begin Records for processing
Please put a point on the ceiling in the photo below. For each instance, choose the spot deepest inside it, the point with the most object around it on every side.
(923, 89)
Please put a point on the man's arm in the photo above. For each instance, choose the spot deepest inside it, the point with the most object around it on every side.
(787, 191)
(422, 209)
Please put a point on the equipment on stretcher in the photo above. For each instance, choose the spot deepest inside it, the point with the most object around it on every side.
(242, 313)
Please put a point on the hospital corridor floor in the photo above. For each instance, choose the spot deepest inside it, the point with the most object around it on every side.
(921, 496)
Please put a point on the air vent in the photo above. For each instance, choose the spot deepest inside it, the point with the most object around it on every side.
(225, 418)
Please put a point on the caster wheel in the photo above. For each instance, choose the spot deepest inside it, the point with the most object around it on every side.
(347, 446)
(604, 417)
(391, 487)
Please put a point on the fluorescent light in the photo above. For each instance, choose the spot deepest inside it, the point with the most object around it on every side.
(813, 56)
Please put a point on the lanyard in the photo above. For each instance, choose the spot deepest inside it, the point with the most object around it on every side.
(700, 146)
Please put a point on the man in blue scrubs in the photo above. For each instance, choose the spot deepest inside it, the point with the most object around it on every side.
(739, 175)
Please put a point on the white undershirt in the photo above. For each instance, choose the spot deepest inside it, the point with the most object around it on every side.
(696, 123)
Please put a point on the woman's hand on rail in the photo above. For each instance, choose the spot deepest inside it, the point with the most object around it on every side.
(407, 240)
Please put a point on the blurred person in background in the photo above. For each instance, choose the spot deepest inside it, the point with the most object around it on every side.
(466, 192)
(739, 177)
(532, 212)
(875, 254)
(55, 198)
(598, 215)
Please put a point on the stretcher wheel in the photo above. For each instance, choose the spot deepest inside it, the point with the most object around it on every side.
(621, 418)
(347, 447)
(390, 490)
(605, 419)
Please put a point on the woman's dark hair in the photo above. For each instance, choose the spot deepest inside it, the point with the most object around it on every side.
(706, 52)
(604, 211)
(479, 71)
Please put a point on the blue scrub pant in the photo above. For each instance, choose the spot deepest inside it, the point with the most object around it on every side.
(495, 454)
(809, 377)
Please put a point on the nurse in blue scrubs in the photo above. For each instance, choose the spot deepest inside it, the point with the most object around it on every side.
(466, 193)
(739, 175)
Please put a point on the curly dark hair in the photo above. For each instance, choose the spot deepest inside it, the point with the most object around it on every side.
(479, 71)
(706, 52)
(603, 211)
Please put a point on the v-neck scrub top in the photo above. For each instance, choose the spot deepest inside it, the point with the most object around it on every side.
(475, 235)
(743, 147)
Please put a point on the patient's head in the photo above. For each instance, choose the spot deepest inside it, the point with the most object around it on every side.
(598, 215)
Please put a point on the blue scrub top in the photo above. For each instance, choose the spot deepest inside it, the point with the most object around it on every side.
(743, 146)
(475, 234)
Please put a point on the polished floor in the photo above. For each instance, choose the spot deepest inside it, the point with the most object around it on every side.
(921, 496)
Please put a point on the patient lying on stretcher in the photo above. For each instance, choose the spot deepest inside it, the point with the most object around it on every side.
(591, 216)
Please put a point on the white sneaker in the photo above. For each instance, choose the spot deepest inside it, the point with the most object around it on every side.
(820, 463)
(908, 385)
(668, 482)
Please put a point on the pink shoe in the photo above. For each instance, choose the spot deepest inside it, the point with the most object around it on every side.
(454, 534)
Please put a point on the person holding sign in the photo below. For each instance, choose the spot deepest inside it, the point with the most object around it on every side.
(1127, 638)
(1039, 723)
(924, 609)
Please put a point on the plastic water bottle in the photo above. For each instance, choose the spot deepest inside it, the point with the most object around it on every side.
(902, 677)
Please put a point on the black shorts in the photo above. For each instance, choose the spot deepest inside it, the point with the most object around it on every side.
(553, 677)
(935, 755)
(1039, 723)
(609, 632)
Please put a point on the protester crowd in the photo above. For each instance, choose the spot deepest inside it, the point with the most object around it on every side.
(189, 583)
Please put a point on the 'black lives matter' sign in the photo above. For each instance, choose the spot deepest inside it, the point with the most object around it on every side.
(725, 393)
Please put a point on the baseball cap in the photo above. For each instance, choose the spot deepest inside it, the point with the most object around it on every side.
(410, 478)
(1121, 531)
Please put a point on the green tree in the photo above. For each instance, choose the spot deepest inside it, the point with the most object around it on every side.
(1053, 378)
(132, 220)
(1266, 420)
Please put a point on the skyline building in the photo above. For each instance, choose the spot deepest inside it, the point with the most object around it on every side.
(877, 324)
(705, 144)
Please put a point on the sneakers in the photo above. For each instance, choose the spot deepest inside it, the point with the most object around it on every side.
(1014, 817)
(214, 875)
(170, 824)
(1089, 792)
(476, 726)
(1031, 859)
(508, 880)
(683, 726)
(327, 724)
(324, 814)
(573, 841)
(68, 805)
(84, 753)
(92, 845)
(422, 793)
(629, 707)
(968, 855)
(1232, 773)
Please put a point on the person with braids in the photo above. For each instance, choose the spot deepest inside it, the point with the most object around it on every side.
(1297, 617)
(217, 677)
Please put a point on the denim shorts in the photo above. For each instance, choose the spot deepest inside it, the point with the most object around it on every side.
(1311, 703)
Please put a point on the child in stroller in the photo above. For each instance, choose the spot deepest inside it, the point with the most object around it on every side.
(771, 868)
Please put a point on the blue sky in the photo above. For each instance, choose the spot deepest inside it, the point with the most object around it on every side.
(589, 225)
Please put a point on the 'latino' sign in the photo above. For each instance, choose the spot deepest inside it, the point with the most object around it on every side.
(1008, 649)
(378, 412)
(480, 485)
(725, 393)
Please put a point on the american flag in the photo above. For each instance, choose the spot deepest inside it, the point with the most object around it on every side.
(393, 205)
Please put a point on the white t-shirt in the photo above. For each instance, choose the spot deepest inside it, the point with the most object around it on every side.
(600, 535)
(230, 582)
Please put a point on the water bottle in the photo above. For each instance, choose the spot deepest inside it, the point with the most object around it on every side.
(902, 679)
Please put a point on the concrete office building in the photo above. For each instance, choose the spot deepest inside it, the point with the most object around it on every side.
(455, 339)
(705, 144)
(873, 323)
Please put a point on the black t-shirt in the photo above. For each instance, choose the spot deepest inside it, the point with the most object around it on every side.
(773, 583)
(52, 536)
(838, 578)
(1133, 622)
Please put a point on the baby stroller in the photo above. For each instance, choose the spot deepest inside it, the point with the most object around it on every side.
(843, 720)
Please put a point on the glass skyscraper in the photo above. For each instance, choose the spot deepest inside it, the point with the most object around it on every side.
end Records for processing
Would you quote, exactly and only, the lines from the one containing "Please put a point on the concrete" to the end of the entries?

→ **Worked answer**
Please put a point on the concrete office building in the photo above. For each instance, choose the spot deepest inside it, the point with the most object around it on every side.
(455, 339)
(705, 144)
(873, 323)
Please put a point on the black t-shirt in the photo above. For each instance, choose the spot deepest inside it, the point with the most object around it on every side.
(773, 583)
(52, 536)
(838, 578)
(1133, 622)
Please put a point on the baby stroller in the photo above. For each instance, choose the spot deepest inside it, the point with the most object around it on every side.
(843, 720)
Please put a point on the glass skyscraper in the photo above. For each instance, choose the spot deepest inside it, the point with the most object around it on every side.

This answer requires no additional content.